Stored rows.

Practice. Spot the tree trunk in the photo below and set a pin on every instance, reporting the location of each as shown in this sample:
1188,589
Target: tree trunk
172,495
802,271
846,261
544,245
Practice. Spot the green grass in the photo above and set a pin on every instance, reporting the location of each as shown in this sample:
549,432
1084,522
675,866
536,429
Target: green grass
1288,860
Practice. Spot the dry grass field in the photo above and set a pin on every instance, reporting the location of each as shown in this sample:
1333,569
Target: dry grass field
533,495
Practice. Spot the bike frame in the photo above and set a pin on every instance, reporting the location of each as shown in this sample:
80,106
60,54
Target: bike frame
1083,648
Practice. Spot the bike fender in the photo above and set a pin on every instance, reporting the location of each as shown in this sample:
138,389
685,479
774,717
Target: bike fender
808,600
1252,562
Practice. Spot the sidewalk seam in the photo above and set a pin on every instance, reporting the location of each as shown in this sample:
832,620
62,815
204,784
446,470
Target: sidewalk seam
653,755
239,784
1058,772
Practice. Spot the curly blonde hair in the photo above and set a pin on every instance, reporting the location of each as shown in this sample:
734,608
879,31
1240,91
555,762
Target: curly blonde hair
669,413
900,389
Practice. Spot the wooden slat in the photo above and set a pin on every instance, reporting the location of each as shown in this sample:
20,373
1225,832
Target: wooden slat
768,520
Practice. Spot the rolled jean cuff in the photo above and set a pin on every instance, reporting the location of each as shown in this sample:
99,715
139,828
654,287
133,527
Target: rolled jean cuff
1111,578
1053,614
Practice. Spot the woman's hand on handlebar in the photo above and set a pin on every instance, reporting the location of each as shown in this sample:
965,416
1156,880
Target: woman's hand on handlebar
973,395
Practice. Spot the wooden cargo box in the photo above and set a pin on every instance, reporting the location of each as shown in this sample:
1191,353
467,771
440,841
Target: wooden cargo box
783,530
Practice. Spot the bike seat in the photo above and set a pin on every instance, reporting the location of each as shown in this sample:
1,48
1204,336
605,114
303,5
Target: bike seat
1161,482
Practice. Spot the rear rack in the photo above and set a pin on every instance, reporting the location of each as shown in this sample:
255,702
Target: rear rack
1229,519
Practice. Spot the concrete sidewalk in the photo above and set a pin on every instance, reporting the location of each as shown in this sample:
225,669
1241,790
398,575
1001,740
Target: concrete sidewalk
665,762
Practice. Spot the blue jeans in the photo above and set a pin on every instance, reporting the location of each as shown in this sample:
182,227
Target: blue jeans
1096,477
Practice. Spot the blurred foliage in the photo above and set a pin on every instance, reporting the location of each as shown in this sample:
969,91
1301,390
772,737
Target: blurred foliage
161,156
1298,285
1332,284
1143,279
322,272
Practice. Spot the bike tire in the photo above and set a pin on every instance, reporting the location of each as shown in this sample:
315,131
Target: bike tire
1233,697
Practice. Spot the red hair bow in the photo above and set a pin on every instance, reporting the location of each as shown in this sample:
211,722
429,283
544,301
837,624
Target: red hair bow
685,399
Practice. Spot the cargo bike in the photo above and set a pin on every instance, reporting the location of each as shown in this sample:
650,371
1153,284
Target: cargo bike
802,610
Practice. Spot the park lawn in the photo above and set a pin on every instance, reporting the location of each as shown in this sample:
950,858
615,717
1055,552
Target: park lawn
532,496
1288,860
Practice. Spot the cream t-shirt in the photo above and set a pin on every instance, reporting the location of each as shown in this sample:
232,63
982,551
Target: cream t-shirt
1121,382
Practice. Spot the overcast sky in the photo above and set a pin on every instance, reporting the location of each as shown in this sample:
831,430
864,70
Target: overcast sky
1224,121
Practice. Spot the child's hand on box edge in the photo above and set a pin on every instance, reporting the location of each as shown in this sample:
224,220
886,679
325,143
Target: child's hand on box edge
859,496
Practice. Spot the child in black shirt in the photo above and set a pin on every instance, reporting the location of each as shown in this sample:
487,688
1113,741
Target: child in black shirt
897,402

Task brief. Starting at the line that contains "Practice. Spot the child's" and continuing through the last row, write those lines out again. Keep the request lines and their sample coordinates unchanged, and shift both numbers of every answer coordinate up by 23.

Finished task.
Practice. Spot the child's hand on box edge in the photo above and set a pin on every instance, reporting the location of each as shown in this sample:
224,220
886,679
325,143
Target: child's hand on box edge
882,519
Practice. Spot the child in black shirt in the photo above and set a pin on every instance, reporting the location of each as shown in this sample:
487,688
1113,741
Target: child in black shirt
920,425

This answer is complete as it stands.